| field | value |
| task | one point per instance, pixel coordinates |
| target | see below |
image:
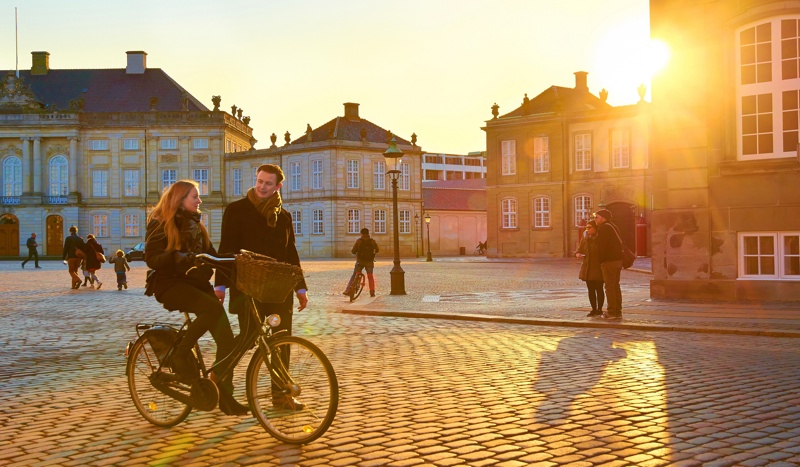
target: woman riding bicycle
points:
(175, 234)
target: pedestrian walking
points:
(120, 266)
(32, 251)
(73, 254)
(590, 272)
(609, 249)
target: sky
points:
(430, 67)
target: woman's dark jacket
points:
(168, 269)
(243, 227)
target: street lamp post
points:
(393, 156)
(428, 224)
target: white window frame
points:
(199, 143)
(379, 222)
(100, 225)
(509, 213)
(379, 176)
(582, 207)
(620, 148)
(130, 144)
(317, 171)
(168, 178)
(130, 225)
(508, 151)
(541, 212)
(541, 154)
(317, 222)
(353, 221)
(583, 151)
(130, 179)
(766, 115)
(353, 176)
(778, 257)
(169, 143)
(99, 183)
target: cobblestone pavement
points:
(421, 391)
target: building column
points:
(27, 166)
(37, 165)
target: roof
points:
(108, 90)
(347, 129)
(557, 99)
(455, 195)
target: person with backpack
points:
(364, 249)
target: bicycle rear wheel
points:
(155, 406)
(311, 381)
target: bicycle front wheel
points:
(155, 406)
(296, 400)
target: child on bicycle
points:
(364, 249)
(175, 234)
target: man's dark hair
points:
(273, 169)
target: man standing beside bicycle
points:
(259, 223)
(365, 249)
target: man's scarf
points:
(269, 208)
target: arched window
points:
(59, 176)
(12, 176)
(508, 208)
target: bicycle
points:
(281, 367)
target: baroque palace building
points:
(555, 160)
(337, 183)
(95, 147)
(726, 219)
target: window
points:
(541, 212)
(769, 255)
(297, 222)
(12, 176)
(99, 183)
(508, 209)
(100, 225)
(583, 151)
(168, 177)
(404, 219)
(509, 157)
(379, 225)
(405, 176)
(131, 180)
(317, 222)
(583, 208)
(316, 174)
(352, 174)
(541, 154)
(201, 177)
(767, 98)
(99, 145)
(353, 221)
(131, 225)
(620, 149)
(379, 175)
(59, 181)
(294, 176)
(237, 182)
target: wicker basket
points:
(264, 278)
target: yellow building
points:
(337, 183)
(94, 148)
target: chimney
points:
(580, 81)
(351, 110)
(137, 63)
(40, 63)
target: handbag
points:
(627, 255)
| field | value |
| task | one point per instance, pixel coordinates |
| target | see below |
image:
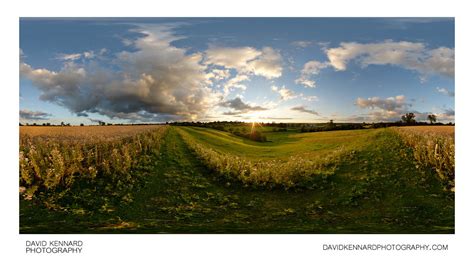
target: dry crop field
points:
(180, 179)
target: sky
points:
(149, 70)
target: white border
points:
(234, 246)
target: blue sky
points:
(247, 69)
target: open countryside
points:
(184, 179)
(237, 125)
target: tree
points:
(432, 118)
(408, 118)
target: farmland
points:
(181, 179)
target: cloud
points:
(232, 58)
(304, 110)
(239, 107)
(449, 112)
(247, 60)
(302, 44)
(155, 81)
(268, 64)
(77, 56)
(285, 94)
(445, 92)
(217, 74)
(392, 108)
(33, 115)
(309, 69)
(388, 104)
(235, 83)
(310, 98)
(409, 55)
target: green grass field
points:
(375, 186)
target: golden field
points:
(83, 133)
(433, 147)
(55, 158)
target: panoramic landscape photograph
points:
(237, 125)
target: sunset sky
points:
(123, 70)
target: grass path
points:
(378, 191)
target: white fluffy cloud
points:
(33, 115)
(384, 109)
(445, 92)
(268, 64)
(303, 109)
(388, 104)
(309, 69)
(285, 94)
(247, 60)
(155, 81)
(409, 55)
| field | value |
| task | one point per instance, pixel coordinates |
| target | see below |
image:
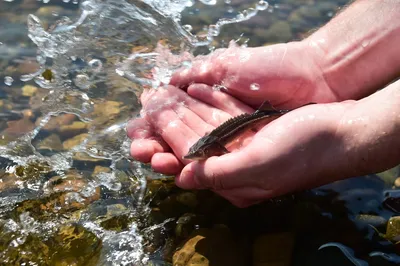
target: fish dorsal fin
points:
(228, 125)
(266, 106)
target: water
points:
(69, 189)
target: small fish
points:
(213, 144)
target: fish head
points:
(204, 149)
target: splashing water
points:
(91, 70)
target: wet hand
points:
(172, 120)
(285, 74)
(274, 161)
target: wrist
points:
(357, 51)
(369, 130)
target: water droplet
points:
(209, 2)
(218, 87)
(34, 24)
(254, 86)
(213, 30)
(187, 27)
(8, 80)
(87, 6)
(95, 64)
(82, 81)
(262, 5)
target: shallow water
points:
(69, 191)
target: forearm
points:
(370, 131)
(357, 51)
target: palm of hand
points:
(173, 121)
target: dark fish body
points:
(213, 144)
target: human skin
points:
(308, 147)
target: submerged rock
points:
(75, 141)
(51, 143)
(273, 249)
(215, 246)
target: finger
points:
(228, 171)
(139, 128)
(192, 120)
(205, 69)
(144, 149)
(166, 163)
(218, 99)
(209, 114)
(173, 130)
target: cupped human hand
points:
(287, 74)
(298, 150)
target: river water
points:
(70, 194)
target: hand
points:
(286, 74)
(273, 161)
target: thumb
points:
(227, 171)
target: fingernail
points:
(186, 180)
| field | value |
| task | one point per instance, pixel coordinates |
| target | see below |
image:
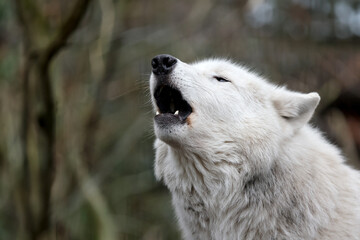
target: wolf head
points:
(218, 105)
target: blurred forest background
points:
(76, 134)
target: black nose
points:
(163, 64)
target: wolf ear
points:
(296, 107)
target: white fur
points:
(248, 166)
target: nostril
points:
(163, 64)
(169, 62)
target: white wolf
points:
(240, 159)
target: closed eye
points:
(221, 79)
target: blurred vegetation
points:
(76, 135)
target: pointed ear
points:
(296, 108)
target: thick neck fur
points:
(278, 201)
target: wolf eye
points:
(221, 79)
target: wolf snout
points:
(163, 64)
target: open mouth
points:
(172, 108)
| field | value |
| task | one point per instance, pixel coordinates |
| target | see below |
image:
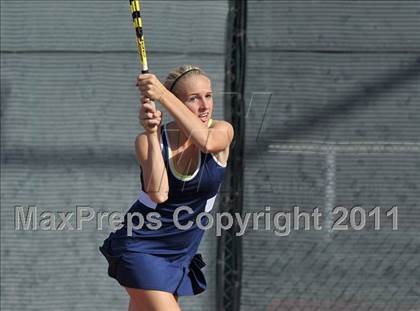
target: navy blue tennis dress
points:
(166, 259)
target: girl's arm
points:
(213, 140)
(149, 154)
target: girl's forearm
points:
(156, 177)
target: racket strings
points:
(138, 27)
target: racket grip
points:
(143, 72)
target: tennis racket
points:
(138, 27)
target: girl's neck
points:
(179, 137)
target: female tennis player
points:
(182, 165)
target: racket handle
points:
(143, 72)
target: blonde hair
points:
(182, 71)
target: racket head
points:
(138, 27)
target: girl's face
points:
(195, 92)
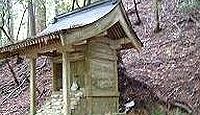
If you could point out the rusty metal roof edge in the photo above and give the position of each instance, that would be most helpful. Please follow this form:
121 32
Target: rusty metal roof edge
86 7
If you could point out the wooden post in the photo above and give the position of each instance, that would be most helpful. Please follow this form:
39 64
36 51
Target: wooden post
54 79
32 86
66 83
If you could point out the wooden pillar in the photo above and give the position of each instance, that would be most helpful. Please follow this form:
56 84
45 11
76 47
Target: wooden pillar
54 79
66 83
32 86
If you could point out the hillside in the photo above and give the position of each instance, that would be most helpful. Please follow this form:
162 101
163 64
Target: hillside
167 67
169 60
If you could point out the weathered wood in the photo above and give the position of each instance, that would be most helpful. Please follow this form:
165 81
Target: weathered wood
66 83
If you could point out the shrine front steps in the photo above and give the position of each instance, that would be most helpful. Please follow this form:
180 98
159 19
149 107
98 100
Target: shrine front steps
54 105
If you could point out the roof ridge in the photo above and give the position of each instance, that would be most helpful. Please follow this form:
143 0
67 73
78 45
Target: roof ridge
101 2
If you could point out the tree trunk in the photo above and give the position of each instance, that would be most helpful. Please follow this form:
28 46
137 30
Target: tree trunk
137 14
56 7
41 16
31 17
158 9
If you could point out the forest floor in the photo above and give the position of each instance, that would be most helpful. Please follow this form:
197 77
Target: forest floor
168 64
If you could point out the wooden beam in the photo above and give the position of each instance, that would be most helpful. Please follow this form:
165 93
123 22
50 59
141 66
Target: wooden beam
66 83
32 86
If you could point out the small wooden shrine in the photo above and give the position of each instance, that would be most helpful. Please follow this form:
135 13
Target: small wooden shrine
82 46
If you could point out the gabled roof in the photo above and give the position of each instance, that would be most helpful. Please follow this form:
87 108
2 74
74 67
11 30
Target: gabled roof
102 17
81 17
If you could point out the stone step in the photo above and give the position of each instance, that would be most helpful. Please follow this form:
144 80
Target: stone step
54 104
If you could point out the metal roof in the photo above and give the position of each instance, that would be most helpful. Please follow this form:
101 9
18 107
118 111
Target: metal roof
80 17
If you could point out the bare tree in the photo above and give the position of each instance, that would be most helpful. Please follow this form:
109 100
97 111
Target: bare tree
137 14
158 9
31 19
40 15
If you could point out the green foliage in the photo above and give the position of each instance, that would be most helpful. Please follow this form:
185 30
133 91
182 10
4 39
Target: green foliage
189 5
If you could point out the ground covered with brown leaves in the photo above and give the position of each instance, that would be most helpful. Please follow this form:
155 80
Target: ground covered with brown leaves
167 67
169 62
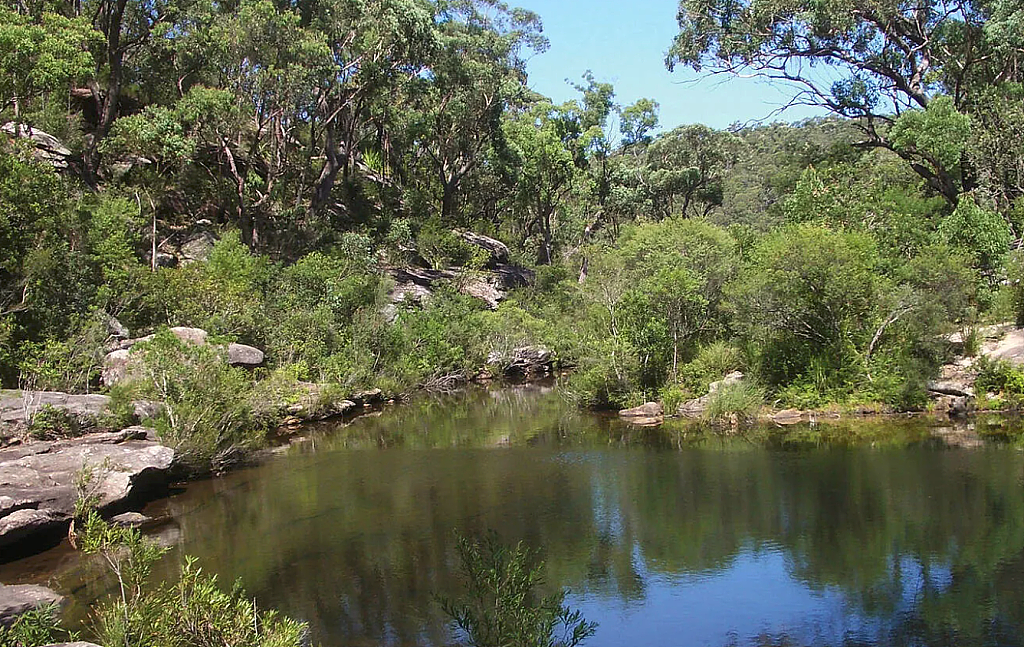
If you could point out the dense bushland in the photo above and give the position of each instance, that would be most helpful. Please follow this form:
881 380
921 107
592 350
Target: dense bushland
324 142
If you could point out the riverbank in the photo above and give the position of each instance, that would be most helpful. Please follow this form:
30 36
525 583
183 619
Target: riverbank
337 512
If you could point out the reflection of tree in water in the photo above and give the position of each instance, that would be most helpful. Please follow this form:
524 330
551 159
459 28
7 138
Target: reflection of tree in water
926 545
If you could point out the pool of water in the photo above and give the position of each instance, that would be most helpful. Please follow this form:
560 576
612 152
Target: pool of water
871 533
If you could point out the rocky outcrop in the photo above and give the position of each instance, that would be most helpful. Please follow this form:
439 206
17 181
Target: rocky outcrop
40 481
499 252
697 406
18 407
47 147
648 414
243 355
416 285
18 599
118 362
523 360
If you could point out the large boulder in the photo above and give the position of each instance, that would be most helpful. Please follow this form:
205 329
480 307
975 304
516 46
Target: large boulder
498 251
416 285
647 415
523 360
18 599
19 406
243 355
118 362
47 147
40 481
196 248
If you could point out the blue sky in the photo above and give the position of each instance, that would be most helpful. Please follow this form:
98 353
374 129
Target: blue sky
624 42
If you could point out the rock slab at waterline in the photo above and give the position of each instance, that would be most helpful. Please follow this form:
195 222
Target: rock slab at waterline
38 479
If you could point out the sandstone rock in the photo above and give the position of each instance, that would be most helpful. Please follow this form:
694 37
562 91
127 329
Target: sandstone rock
131 519
118 363
733 378
47 147
146 410
498 250
414 285
951 387
243 355
647 410
522 360
19 406
194 335
788 417
115 367
197 248
694 407
18 599
38 479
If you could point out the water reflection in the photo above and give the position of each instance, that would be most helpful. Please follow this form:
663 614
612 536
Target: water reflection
871 534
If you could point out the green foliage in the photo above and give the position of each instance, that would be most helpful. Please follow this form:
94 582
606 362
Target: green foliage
50 423
1001 378
978 231
713 362
501 606
808 298
42 53
38 627
208 406
939 131
193 611
737 402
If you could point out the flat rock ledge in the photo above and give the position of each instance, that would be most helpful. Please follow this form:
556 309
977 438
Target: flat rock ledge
119 361
18 599
17 407
38 482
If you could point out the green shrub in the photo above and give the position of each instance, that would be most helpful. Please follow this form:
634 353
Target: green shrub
713 362
50 423
1001 378
208 405
39 627
501 606
193 611
740 399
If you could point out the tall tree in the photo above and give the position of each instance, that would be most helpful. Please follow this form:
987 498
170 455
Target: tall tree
870 59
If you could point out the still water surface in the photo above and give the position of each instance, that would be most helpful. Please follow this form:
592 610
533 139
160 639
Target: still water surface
872 534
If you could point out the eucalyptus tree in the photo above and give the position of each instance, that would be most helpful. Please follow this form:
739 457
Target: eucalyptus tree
684 170
476 74
41 52
871 59
377 47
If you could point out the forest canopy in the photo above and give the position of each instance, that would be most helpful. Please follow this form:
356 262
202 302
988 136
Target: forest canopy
270 171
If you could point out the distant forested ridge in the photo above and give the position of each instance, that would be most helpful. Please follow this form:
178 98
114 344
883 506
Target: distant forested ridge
369 191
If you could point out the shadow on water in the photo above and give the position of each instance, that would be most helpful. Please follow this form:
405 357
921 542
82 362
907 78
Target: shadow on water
861 533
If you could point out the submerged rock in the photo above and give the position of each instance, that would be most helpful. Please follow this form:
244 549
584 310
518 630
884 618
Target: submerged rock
18 599
38 480
647 415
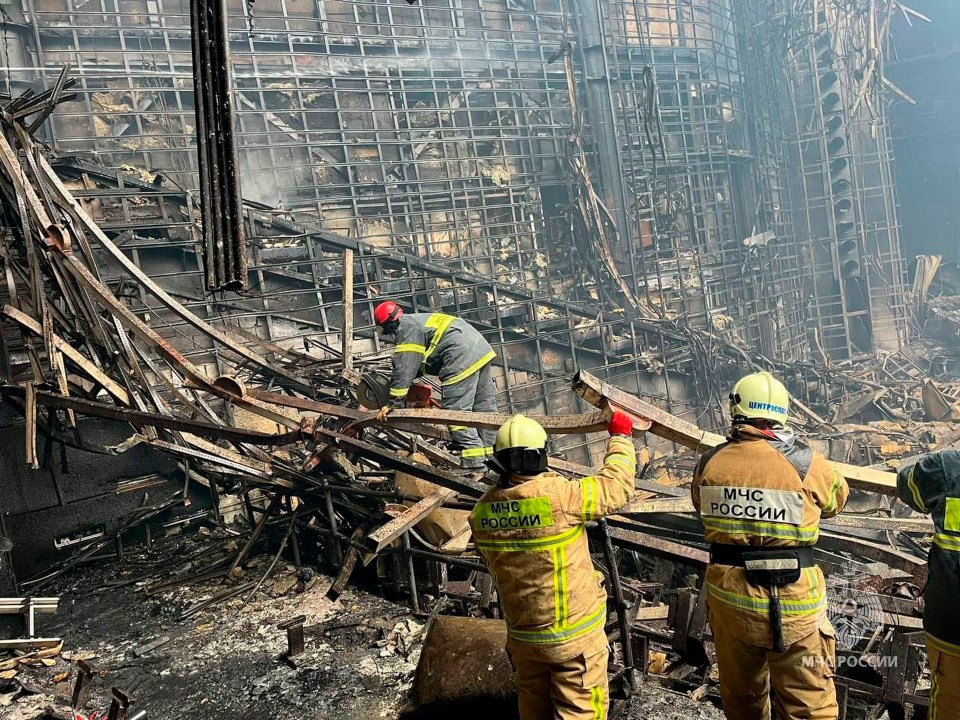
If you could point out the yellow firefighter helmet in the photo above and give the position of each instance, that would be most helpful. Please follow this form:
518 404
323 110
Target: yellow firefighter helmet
520 432
760 396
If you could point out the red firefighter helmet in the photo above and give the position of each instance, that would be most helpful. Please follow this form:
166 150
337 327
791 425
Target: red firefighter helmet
386 312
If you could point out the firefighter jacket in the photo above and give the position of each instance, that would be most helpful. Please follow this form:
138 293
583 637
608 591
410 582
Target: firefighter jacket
932 486
532 536
762 489
435 344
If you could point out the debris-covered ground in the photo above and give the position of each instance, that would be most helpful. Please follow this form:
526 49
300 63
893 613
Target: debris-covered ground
358 663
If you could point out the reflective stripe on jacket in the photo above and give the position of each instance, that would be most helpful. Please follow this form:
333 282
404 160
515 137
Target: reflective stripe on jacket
532 538
436 344
932 486
761 491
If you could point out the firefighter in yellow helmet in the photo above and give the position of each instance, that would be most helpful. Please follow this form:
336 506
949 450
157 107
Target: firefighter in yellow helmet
529 529
760 497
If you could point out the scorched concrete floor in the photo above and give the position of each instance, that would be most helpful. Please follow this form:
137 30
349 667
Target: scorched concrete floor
223 664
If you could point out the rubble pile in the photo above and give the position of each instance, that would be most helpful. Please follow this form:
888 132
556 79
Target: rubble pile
324 485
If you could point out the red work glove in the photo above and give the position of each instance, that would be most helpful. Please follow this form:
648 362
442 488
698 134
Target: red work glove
620 424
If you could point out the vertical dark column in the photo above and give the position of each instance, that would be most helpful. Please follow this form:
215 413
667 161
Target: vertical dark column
221 204
600 112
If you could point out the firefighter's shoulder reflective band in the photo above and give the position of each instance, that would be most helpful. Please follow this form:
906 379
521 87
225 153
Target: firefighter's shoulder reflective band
951 516
439 323
834 490
744 503
512 514
470 370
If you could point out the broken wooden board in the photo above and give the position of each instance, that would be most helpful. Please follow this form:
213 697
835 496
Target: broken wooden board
385 534
404 417
600 394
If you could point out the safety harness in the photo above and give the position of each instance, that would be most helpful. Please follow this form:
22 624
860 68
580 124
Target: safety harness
770 568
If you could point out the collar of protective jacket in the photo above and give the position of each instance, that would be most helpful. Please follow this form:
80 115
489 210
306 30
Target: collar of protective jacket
743 432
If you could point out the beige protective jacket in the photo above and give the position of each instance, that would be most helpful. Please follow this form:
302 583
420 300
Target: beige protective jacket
532 538
764 491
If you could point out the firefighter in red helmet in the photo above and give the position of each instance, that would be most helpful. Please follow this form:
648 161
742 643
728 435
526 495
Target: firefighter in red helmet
452 349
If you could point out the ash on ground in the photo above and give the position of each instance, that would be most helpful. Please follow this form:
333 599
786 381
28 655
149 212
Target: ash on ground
225 662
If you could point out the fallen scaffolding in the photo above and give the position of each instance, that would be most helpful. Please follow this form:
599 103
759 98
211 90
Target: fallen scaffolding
313 469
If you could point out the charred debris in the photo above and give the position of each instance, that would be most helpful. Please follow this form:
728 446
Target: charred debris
245 422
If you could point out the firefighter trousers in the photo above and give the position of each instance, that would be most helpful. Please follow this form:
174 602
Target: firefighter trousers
944 684
575 689
476 393
802 677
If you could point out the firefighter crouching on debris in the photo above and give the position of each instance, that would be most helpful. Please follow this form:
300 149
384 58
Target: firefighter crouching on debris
446 346
932 485
529 529
760 497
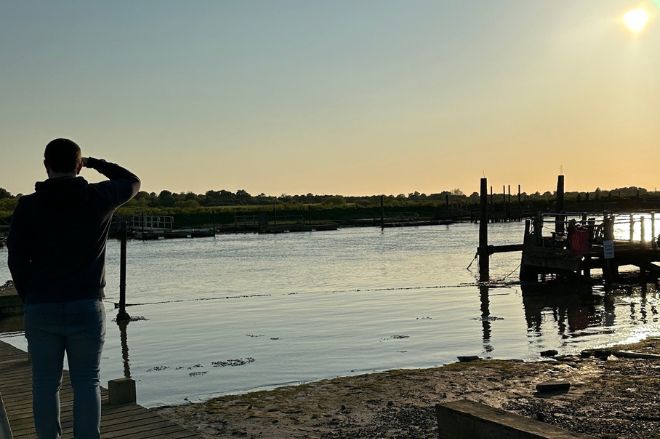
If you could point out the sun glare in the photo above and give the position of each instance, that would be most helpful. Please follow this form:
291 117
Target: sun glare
636 19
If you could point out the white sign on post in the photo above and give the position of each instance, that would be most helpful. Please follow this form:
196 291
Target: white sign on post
608 249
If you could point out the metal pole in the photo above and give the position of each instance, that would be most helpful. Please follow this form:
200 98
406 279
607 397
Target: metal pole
122 315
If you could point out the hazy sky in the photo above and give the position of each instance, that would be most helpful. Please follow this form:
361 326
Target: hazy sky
349 97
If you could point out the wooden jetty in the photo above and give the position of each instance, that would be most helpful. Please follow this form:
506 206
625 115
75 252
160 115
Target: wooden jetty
125 421
155 227
576 244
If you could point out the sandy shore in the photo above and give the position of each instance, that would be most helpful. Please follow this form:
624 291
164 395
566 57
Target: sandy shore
615 397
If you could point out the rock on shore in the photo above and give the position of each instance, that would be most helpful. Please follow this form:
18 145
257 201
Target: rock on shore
609 397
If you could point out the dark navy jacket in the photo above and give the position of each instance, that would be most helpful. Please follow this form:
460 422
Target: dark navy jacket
58 235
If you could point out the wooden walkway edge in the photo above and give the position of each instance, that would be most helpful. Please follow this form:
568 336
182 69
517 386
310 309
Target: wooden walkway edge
126 421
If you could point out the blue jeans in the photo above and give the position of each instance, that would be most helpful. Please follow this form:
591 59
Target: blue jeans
77 328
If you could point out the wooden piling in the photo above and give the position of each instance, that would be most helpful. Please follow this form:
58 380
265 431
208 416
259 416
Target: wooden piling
122 315
484 263
559 220
654 239
610 270
382 211
632 227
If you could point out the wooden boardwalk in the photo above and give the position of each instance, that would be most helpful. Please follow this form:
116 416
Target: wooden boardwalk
127 421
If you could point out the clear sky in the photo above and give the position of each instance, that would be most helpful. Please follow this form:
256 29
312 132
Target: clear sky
344 97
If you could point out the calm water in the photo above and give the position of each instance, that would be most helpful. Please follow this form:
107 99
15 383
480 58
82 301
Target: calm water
244 312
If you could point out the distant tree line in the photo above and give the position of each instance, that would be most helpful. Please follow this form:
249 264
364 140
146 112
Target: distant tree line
167 202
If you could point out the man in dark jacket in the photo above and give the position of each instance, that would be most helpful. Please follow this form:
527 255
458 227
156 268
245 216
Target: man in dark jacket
57 243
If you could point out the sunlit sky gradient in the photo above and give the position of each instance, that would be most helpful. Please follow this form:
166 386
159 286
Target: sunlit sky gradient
347 97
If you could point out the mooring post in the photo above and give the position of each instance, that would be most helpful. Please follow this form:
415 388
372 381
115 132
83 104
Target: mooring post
382 212
610 270
559 220
484 263
632 227
122 315
654 239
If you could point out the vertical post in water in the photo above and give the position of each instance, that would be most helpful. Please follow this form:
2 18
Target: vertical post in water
559 220
632 227
654 242
122 315
508 203
482 251
382 212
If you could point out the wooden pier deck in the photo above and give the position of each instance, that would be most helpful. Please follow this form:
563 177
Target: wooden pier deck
126 421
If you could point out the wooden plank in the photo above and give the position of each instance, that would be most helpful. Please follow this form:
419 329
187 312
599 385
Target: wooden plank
127 421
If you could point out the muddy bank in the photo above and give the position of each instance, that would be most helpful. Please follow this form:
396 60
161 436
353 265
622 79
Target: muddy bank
610 397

==================================================

Among the lines above, find those that contain the word "tennis" and copy them.

target: navy blue tennis dress
target: tennis racket
target: female tennis player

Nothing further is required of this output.